◆ HOW TO COMPLETE THIS TASK
Pull out every line of the entries below that contains the word "approximate".
Segment Open
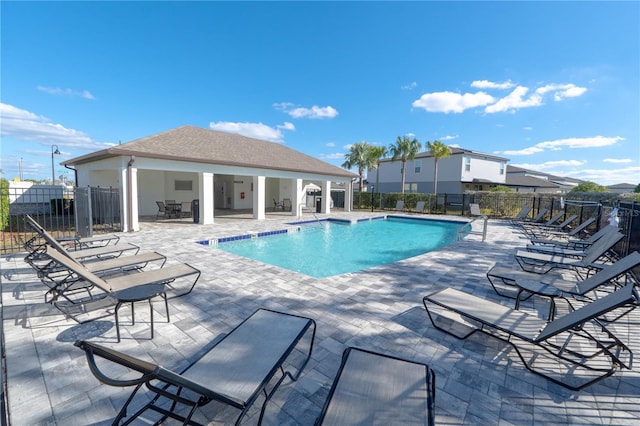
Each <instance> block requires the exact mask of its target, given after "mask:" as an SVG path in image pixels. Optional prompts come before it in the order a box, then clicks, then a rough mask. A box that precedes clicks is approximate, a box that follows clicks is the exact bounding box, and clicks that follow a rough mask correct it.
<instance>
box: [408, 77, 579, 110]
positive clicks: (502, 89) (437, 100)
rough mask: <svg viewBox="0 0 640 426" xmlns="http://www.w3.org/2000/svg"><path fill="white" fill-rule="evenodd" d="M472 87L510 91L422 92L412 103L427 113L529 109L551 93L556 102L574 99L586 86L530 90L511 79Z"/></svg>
mask: <svg viewBox="0 0 640 426" xmlns="http://www.w3.org/2000/svg"><path fill="white" fill-rule="evenodd" d="M471 87H474V88H478V89H488V90H491V89H501V90H504V89H511V88H513V87H515V88H514V89H513V90H512V91H511V93H509V94H508V95H506V96H504V97H502V98H494V97H493V96H491V95H489V94H487V93H486V92H483V91H479V92H476V93H465V94H464V95H462V94H460V93H454V92H449V91H444V92H433V93H425V94H423V95H422V96H421V97H420V99H417V100H415V101H413V103H412V104H411V106H413V107H415V108H422V109H424V110H426V111H428V112H444V113H449V112H456V113H460V112H463V111H465V110H467V109H471V108H477V107H485V108H484V111H485V112H486V113H487V114H495V113H498V112H514V111H516V110H519V109H521V108H532V107H539V106H541V105H544V99H545V97H546V96H549V95H550V96H552V97H553V99H554V100H555V101H556V102H559V101H562V100H564V99H566V98H575V97H578V96H582V95H583V94H584V93H586V91H587V89H586V88H585V87H579V86H576V85H575V84H571V83H569V84H547V85H544V86H541V87H538V88H536V89H535V90H534V91H533V92H531V91H530V89H529V88H528V87H526V86H517V87H516V85H515V84H514V83H512V82H511V81H506V82H503V83H496V82H492V81H488V80H476V81H473V82H472V83H471Z"/></svg>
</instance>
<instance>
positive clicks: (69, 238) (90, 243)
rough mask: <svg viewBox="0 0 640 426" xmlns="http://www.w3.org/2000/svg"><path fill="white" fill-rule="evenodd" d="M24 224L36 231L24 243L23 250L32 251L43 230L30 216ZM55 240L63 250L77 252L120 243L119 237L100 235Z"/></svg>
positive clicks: (66, 238) (30, 216)
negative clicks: (69, 249)
mask: <svg viewBox="0 0 640 426" xmlns="http://www.w3.org/2000/svg"><path fill="white" fill-rule="evenodd" d="M25 222H26V223H27V224H28V225H29V226H30V227H31V228H33V229H34V230H35V231H36V235H35V236H33V237H32V238H31V239H29V240H27V241H26V242H25V243H24V246H25V248H26V249H27V250H28V251H32V250H33V249H34V248H35V247H37V246H38V245H39V244H38V240H40V239H41V238H42V236H41V235H40V231H41V230H44V227H43V226H41V225H40V223H38V221H36V220H35V219H34V218H33V217H32V216H31V215H26V216H25ZM55 240H56V241H57V242H59V243H60V244H61V245H63V246H64V247H65V248H67V247H69V246H72V247H69V248H72V249H74V250H79V249H87V248H94V247H102V246H108V245H109V244H112V243H113V244H118V242H119V241H120V236H118V235H116V234H102V235H94V236H92V237H77V236H75V237H62V238H56V239H55Z"/></svg>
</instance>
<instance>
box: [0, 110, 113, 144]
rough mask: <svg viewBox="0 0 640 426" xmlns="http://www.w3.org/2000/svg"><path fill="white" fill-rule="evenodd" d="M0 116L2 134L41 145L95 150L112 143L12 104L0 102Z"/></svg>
mask: <svg viewBox="0 0 640 426" xmlns="http://www.w3.org/2000/svg"><path fill="white" fill-rule="evenodd" d="M0 116H2V128H1V129H0V134H1V135H2V136H7V137H13V138H16V139H19V140H23V141H39V142H41V143H42V144H43V145H51V144H58V145H60V146H65V147H67V148H69V149H82V150H97V149H104V148H106V147H108V146H112V145H113V144H106V143H101V142H96V141H94V140H93V139H91V137H90V136H89V135H88V134H86V133H84V132H82V131H79V130H75V129H68V128H66V127H64V126H63V125H62V124H56V123H52V122H51V120H50V119H48V118H47V117H43V116H41V115H37V114H34V113H33V112H30V111H27V110H24V109H21V108H18V107H15V106H13V105H9V104H5V103H0Z"/></svg>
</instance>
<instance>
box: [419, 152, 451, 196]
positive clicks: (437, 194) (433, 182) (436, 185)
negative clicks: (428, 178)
mask: <svg viewBox="0 0 640 426" xmlns="http://www.w3.org/2000/svg"><path fill="white" fill-rule="evenodd" d="M425 147H426V148H427V151H429V153H430V154H431V156H432V157H433V161H434V167H433V193H434V194H436V195H438V160H439V159H441V158H445V157H448V156H450V155H451V149H450V148H449V147H448V146H447V145H445V144H443V143H442V142H440V141H433V143H431V142H429V141H427V143H426V144H425Z"/></svg>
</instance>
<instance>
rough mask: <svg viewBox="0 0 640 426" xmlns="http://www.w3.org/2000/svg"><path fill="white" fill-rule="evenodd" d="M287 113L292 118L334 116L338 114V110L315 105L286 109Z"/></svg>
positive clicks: (333, 117)
mask: <svg viewBox="0 0 640 426" xmlns="http://www.w3.org/2000/svg"><path fill="white" fill-rule="evenodd" d="M287 113H288V114H289V115H290V116H291V117H293V118H311V119H316V118H334V117H336V116H337V115H338V111H337V110H336V109H335V108H333V107H331V106H326V107H319V106H317V105H314V106H312V107H311V108H304V107H298V108H293V109H292V110H289V111H287Z"/></svg>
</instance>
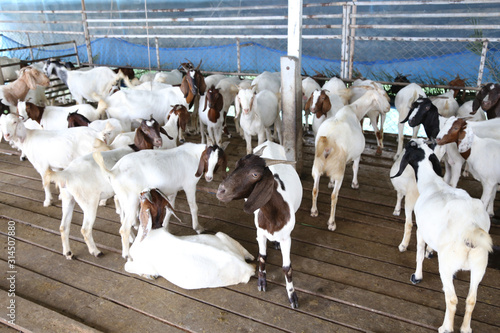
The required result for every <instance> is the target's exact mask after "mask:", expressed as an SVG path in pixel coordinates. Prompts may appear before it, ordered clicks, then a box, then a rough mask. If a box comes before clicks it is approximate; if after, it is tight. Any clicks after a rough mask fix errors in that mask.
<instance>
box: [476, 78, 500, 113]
mask: <svg viewBox="0 0 500 333" xmlns="http://www.w3.org/2000/svg"><path fill="white" fill-rule="evenodd" d="M479 107H481V108H482V109H483V110H484V111H485V112H486V115H487V116H488V119H493V118H496V117H499V116H500V84H498V83H487V84H486V85H484V87H482V88H481V90H480V91H479V92H478V93H477V94H476V98H475V99H474V102H473V104H472V112H471V114H475V113H476V112H477V110H478V109H479Z"/></svg>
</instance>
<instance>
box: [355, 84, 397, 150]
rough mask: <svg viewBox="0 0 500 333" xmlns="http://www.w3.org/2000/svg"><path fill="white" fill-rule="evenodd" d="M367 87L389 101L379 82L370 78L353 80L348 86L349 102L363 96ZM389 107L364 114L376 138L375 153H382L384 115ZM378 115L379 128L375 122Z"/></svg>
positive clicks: (389, 99) (372, 111) (383, 147)
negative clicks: (365, 79)
mask: <svg viewBox="0 0 500 333" xmlns="http://www.w3.org/2000/svg"><path fill="white" fill-rule="evenodd" d="M368 89H374V90H375V91H376V92H377V93H378V95H379V96H378V98H385V99H387V101H390V98H389V95H387V92H386V91H385V89H384V87H382V85H381V84H380V83H377V82H374V81H372V80H360V79H358V80H356V81H354V82H353V84H352V86H351V87H350V90H351V98H350V99H349V103H353V102H355V101H356V100H357V99H358V98H360V97H361V96H363V94H364V93H365V92H366V91H367V90H368ZM390 110H391V108H390V107H389V108H386V109H384V110H376V109H374V110H371V111H370V112H368V113H367V114H366V116H367V117H368V118H369V119H370V123H371V125H372V127H373V131H374V132H375V138H376V139H377V151H376V152H375V154H376V155H382V149H383V148H384V122H385V115H386V114H387V112H389V111H390ZM379 116H380V130H379V129H378V126H377V122H378V117H379Z"/></svg>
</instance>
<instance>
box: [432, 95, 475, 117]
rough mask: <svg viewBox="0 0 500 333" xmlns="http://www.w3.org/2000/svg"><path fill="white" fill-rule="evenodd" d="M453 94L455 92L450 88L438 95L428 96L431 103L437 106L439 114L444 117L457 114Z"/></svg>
mask: <svg viewBox="0 0 500 333" xmlns="http://www.w3.org/2000/svg"><path fill="white" fill-rule="evenodd" d="M454 94H455V92H454V91H453V90H451V89H450V90H448V91H447V92H445V93H444V94H441V95H439V96H432V97H429V98H430V100H431V101H432V104H434V105H435V106H436V107H437V108H438V112H439V114H440V115H441V116H443V117H445V118H449V117H451V116H456V115H457V111H458V108H459V105H458V102H457V101H456V100H455V97H454ZM471 111H472V110H471Z"/></svg>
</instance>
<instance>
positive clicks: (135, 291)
mask: <svg viewBox="0 0 500 333" xmlns="http://www.w3.org/2000/svg"><path fill="white" fill-rule="evenodd" d="M198 139H199V138H197V137H190V138H189V141H194V142H196V141H197V140H198ZM394 142H395V139H394V137H393V136H389V135H386V148H385V151H384V153H383V155H382V156H381V157H378V156H375V154H374V152H375V145H374V142H373V140H368V143H367V148H366V149H365V153H364V155H363V158H362V163H361V167H360V171H359V182H360V189H359V190H352V189H351V188H350V181H351V174H352V173H351V170H350V168H348V171H347V175H346V177H345V180H344V184H343V188H342V190H341V192H340V194H341V198H340V199H339V202H338V206H337V207H338V208H337V230H336V231H335V232H330V231H328V230H327V228H326V221H327V219H328V214H329V209H330V193H331V191H330V190H329V189H328V188H327V182H328V181H327V179H326V178H322V181H321V192H320V194H319V204H318V206H319V211H320V215H319V217H317V218H312V217H310V215H309V210H310V208H311V190H312V177H311V175H310V169H311V165H312V160H313V152H314V147H313V141H312V137H307V138H306V143H305V147H304V150H305V151H304V152H305V154H304V165H305V167H304V169H305V172H304V176H303V177H302V181H303V187H304V198H303V201H302V205H301V208H300V210H299V211H298V213H297V225H296V227H295V230H294V231H293V234H292V236H293V242H292V263H293V268H294V273H293V274H294V276H293V279H294V284H295V287H296V289H297V291H298V296H299V308H298V309H297V310H292V309H291V308H290V307H289V305H288V300H287V297H286V292H285V287H284V278H283V275H282V272H281V255H280V253H279V251H276V250H274V249H271V248H270V249H269V253H268V266H267V272H268V274H267V276H268V283H269V285H268V291H267V292H265V293H264V292H258V291H257V286H256V279H255V278H252V279H251V280H250V282H249V283H248V284H240V285H236V286H231V287H227V288H217V289H203V290H191V291H188V290H183V289H181V288H179V287H177V286H175V285H173V284H171V283H170V282H168V281H166V280H165V279H163V278H159V279H157V280H155V281H153V280H146V279H143V278H141V277H138V276H135V275H130V274H128V273H126V272H125V271H124V270H123V265H124V260H123V259H122V258H121V256H120V251H121V245H120V237H119V234H118V229H119V218H118V216H117V215H116V214H115V212H114V208H113V206H112V205H109V206H107V207H101V208H100V209H99V211H98V219H97V221H96V223H95V226H94V238H95V240H96V242H97V243H98V246H99V248H100V249H101V250H102V251H103V252H104V254H105V255H104V256H103V257H101V258H95V257H93V256H91V255H90V254H89V253H88V251H87V248H86V246H85V244H84V243H83V239H82V237H81V234H80V230H79V229H80V226H81V221H82V214H81V211H80V210H79V209H78V211H77V212H75V214H74V216H73V223H72V224H73V228H72V230H71V236H72V238H71V246H72V250H73V252H74V253H75V255H76V256H77V259H75V260H72V261H68V260H66V259H65V258H64V257H63V256H62V254H61V252H62V246H61V241H60V237H59V231H58V230H59V222H60V218H61V207H60V202H59V201H57V202H56V203H55V206H51V207H48V208H44V207H43V206H42V202H43V199H44V195H43V191H42V185H41V180H40V176H39V175H38V174H37V173H36V171H35V170H34V169H33V167H32V166H31V164H30V163H29V162H28V161H23V162H21V161H19V156H18V155H15V154H14V155H8V154H3V153H2V154H0V219H1V221H0V240H1V242H2V244H3V246H2V250H1V251H0V262H1V267H2V269H3V272H4V275H5V276H7V273H6V272H7V271H8V270H9V268H8V266H7V259H8V251H7V233H8V225H9V223H8V221H15V222H16V223H15V233H16V236H15V237H16V242H15V250H16V253H15V256H16V271H17V273H16V274H15V277H16V280H15V289H16V290H15V294H16V296H15V301H16V303H15V304H16V320H15V324H16V325H17V326H14V327H9V326H6V325H5V323H3V324H2V322H0V330H1V331H4V330H5V332H15V331H16V330H24V331H26V330H29V331H33V332H92V331H102V332H177V331H188V332H356V331H357V332H432V331H436V330H437V327H439V326H440V325H441V322H442V319H443V316H444V309H445V303H444V295H443V293H442V291H441V281H440V279H439V275H438V268H437V259H436V258H434V259H430V260H427V259H426V260H425V263H424V280H423V281H422V283H420V284H419V285H416V286H415V285H412V283H411V282H410V279H409V278H410V276H411V274H412V273H413V271H414V268H415V230H413V235H412V241H411V243H410V247H409V250H408V251H407V252H404V253H400V252H399V251H398V249H397V246H398V244H399V243H400V241H401V238H402V233H403V224H404V217H403V215H404V213H402V216H400V217H396V216H393V215H392V211H393V209H394V204H395V198H396V193H395V191H394V190H393V189H392V186H391V183H390V181H389V168H390V166H391V164H392V156H393V151H394V150H395V149H394V148H395V147H394ZM0 149H1V150H2V151H3V152H12V153H13V152H14V151H13V150H12V149H11V148H10V147H9V146H8V145H7V144H6V143H5V142H3V143H1V144H0ZM244 151H245V148H244V142H243V141H242V140H241V139H240V138H232V139H231V144H230V145H229V147H228V149H227V153H228V156H229V159H230V162H229V165H230V166H233V165H234V162H235V161H236V160H237V159H239V158H240V157H241V156H242V155H243V152H244ZM219 177H220V176H217V177H216V179H215V181H214V182H212V183H206V182H205V181H204V180H201V181H200V182H199V184H198V189H199V191H198V193H197V201H198V205H199V216H200V223H202V224H203V225H204V226H205V227H206V228H208V229H210V230H212V231H223V232H225V233H227V234H229V235H230V236H232V237H233V238H235V239H236V240H238V241H239V242H241V244H242V245H243V246H245V247H246V248H247V249H248V250H249V251H250V252H251V253H253V254H254V255H257V243H256V241H255V227H254V226H253V216H251V215H247V214H245V213H244V212H243V210H242V207H243V202H233V203H230V204H228V205H225V204H222V203H220V202H219V201H218V200H217V199H216V198H215V190H216V188H217V186H218V184H219V181H220V178H219ZM459 187H463V188H466V189H467V190H469V193H471V195H473V196H475V197H479V196H480V193H481V188H480V185H479V184H478V183H477V182H475V181H474V180H472V179H464V180H461V181H460V183H459ZM54 193H56V191H55V189H54ZM55 197H57V196H55ZM110 201H111V200H110ZM496 207H497V208H499V207H500V205H499V203H498V201H497V205H496ZM177 210H178V211H179V213H180V217H181V218H182V220H183V221H186V224H179V223H175V221H172V222H171V226H170V230H171V232H172V233H175V234H193V231H192V229H191V228H190V221H191V219H190V216H189V209H188V206H187V202H186V200H185V196H184V193H181V194H180V195H179V197H178V200H177ZM491 234H492V236H493V239H494V243H495V245H500V227H499V224H498V221H497V220H496V219H493V225H492V230H491ZM468 279H469V274H468V273H466V272H459V273H458V275H457V279H456V280H455V286H456V290H457V293H458V296H459V305H458V310H457V316H456V320H455V330H456V331H459V327H460V324H461V321H462V316H463V313H464V306H465V304H464V303H465V297H466V295H467V291H468ZM0 281H1V282H0V300H1V302H0V309H2V310H0V313H1V314H0V317H1V318H3V319H4V320H5V319H8V318H7V317H6V316H7V311H8V310H7V309H6V307H7V306H8V302H9V300H10V299H11V298H10V297H8V292H9V281H7V279H6V278H2V279H0ZM499 310H500V271H499V270H497V269H492V268H488V270H487V272H486V275H485V277H484V279H483V281H482V283H481V285H480V287H479V296H478V302H477V305H476V308H475V310H474V313H473V322H472V328H473V329H474V330H475V332H498V331H499V330H500V316H499V315H498V314H499Z"/></svg>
Segment Closed
◆ TASK RESULT
Each <instance> block requires the exact mask of its target, given after "mask:" as an SVG path in image pixels. Optional prompts come before it in the order a box, then clicks, then a rough mask. A box that precedes clicks is approximate, a box that follows clicks is the exact bounding box, and clicks that follow a rough mask correct it.
The required result for every <instance> is the target's exact mask after "mask:", expressed as an SVG path in pixel coordinates. Prompts may appear before it, ordered clicks, then a box, then a rough mask. If a box comes before clicks it is approximate; if after, it is tight. Any clicks after a rough mask fix errors in that mask.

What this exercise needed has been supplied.